◆ Work to be completed:
From the text on Washington Square Park, return word for word the passage starting with "Washington Square Park in" and going on through "my next-door neighbor.".

◆ Reading text:
====================

Crackdowns in Washington Square Park, Then and Now

Washington Square Park in Greenwich Village in New York City was one of the two epicenters of the youth movement of the middle to late 1960s and the early 1970s, the other being the Haight-Ashbury district of San Francisco. I knew the Village and the park intimately since I was a graduate student at New York University during that era and the park was my next-door neighbor.

The park had long been the center for the avant-garde. The beats gathered there in the 1940s and 1950s, as did folk musicians of all levels of talent from the well-known to the Johnny-(and Jane) come-lately guitar strummer. But it was in the 1960s and early 1970s that the park skyrocketed in popularity among the swelling numbers of baby boomers who had come of age and who created the “turn on, tune in drop out” lifestyle, and variations on that theme and serious members of the Vietnam-era peace movement.

Being in the park during the 1960s and 1970s was like living the dream of the counterculture. On any afternoon during the warmer months, the park would swell with kids from all over the five boroughs of New York City and from New Jersey, Connecticut, Long Island, Westchester County and beyond. The fragrance of marijuana permeated the air while kids played guitars at all levels of competency and wine flasks were a common clothing statement, as was hippie garb. Bands and accomplished musicians dotted the park as they do now, and their sounds often mingled with one another. Everywhere there were soap-box speakers and demonstrations and political gatherings and marches often took place in the park or began or ended there as they often do today. The park was the first time I heard the wonderful sound of steel drums that became a standard instrument of Reggae.

====================

◆ Collected data:
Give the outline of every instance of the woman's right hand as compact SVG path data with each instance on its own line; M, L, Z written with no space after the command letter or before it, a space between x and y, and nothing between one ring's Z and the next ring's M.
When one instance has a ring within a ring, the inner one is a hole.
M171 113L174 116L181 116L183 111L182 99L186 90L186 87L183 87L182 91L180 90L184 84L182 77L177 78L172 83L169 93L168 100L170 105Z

====================

◆ Response:
Washington Square Park in Greenwich Village in New York City was one of the two epicenters of the youth movement of the middle to late 1960s and the early 1970s, the other being the Haight-Ashbury district of San Francisco. I knew the Village and the park intimately since I was a graduate student at New York University during that era and the park was my next-door neighbor.